- [任务要求]
根据下面关于议论文写作的访谈,回答以下问题:
1. 孙绍振说议论强调什么、贵在什么、追求什么?
2. 孙绍振认为中学语文教学最薄弱的环节是什么?
3. 孙绍振认为议论文最大的问题是什么?

- [所示文段]
孙绍振:抒情文体和议论文体一个属于情感范畴,一个属于理智范畴。抒情强调主观,感情追求强烈,逻辑可以极端,甚至片面,才有诗意;而议论则强调客观,贵在冷峻,追求全面,才有深度。在语文教学中,我们把记叙文、抒情散文跟议论文分成两类文体,认为两类文体互不相干,实际上二者紧密相连,都要求观念思路的严密和一贯。记叙文、抒情散文观念不严密、意脉混乱、思路转移或者跑题,往往是由于缺乏写议论文的起码的基础。记叙文、抒情散文脉络的一贯性,跟议论文是一样的。议论文讲究概念严密,主题明确,不要转移,不要被相近、相邻的概念牵走。没有议论文的基础,写记叙文、抒情散文,往往就会被相近的概念牵走了。现在的高中生可以说根本不会写议论文,常常沉溺于华丽的文采之中,误以为情感是唯一价值,而不知将其上升为理智,达到情理交融才是更高的层次。其实,不管作抒情性的散文还是规范的议论文,都离不开概念的、逻辑的严密贯通,以及对矛盾的具体分析。中学语文教学最薄弱的环节就是议论文,进入大学甚至进入社会以后,议论文写作能力也是竞争力的主要因素。要培养一个在大学里乃至在社会上、世界上有竞争力的人,必须发展他的理性思维。李节:您说现在的高中生根本不会写议论文,而似乎我们都知道写议论文的基本方法:论点、论据、论证过程。议论文的套路似乎已经很成熟了,为什么还是不会写呢?平庸的议论文和优秀的议论文,主要差别在哪里?孙绍振:议论文的结构,也就是你所说的论点、论据、论证这个结构,本身就是有问题的。好像议论文就是先有一个论点,然后铺开三个例子、四个故事、五个名言,最后得出结论,证明论点。议论文最大的问题就是结论在前。按照我的思路,任何一个结论都是不完全的,结论和问题并存,真正的议论文应是结论在后。一般来说,一篇议论文,如果结论在前,那它只有一个层次——一个观点举几个例子,这算不上好文章。如果先有一个初步的结论,再反思,分析一下,能有两个层次,就稍微好一些了。如果更进一步,初步的观念,跟材料不符合,甚至矛盾(其实是留下了思想的空间),然后发展观念,得出新的结论,再发展,再结论,甚至直至无穷,这就是真正的好文章了。

数据集中的记录:
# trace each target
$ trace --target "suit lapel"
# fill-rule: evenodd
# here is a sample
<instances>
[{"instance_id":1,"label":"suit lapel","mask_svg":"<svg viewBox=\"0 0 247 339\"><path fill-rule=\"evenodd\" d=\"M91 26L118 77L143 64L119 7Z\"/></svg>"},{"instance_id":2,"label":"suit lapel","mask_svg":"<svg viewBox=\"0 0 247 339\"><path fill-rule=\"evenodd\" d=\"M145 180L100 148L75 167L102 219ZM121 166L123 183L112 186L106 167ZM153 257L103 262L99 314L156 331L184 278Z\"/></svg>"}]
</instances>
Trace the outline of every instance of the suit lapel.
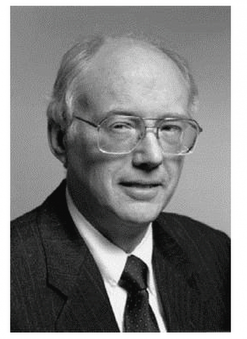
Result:
<instances>
[{"instance_id":1,"label":"suit lapel","mask_svg":"<svg viewBox=\"0 0 247 339\"><path fill-rule=\"evenodd\" d=\"M70 216L65 197L64 183L44 203L39 223L47 283L65 300L56 330L119 332L101 274Z\"/></svg>"}]
</instances>

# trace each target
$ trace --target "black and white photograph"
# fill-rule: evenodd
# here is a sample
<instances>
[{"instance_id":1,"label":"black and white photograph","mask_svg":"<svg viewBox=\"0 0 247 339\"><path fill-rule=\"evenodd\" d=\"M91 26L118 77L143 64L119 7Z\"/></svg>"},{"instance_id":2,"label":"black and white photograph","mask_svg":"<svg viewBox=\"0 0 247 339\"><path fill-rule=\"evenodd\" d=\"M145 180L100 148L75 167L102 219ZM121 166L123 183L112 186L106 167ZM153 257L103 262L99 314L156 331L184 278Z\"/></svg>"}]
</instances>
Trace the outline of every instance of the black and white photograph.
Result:
<instances>
[{"instance_id":1,"label":"black and white photograph","mask_svg":"<svg viewBox=\"0 0 247 339\"><path fill-rule=\"evenodd\" d=\"M10 332L230 332L231 6L10 12Z\"/></svg>"}]
</instances>

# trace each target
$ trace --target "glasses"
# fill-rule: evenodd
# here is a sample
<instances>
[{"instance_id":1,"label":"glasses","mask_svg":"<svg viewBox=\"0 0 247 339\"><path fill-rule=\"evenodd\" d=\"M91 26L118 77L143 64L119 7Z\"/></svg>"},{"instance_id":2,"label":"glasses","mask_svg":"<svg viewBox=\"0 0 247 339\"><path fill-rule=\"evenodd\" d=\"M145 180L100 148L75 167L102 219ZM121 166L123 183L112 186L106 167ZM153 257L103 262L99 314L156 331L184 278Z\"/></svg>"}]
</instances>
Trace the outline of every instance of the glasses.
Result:
<instances>
[{"instance_id":1,"label":"glasses","mask_svg":"<svg viewBox=\"0 0 247 339\"><path fill-rule=\"evenodd\" d=\"M182 117L156 119L113 115L104 118L98 125L80 117L74 117L97 128L99 150L110 154L131 153L145 138L147 130L154 129L165 155L185 155L192 153L198 135L203 131L195 120ZM150 126L154 123L155 126Z\"/></svg>"}]
</instances>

- [参考答案]
1. 议论强调客观,贵在冷峻,追求全面。
2. 议论文。
3. 结论在前。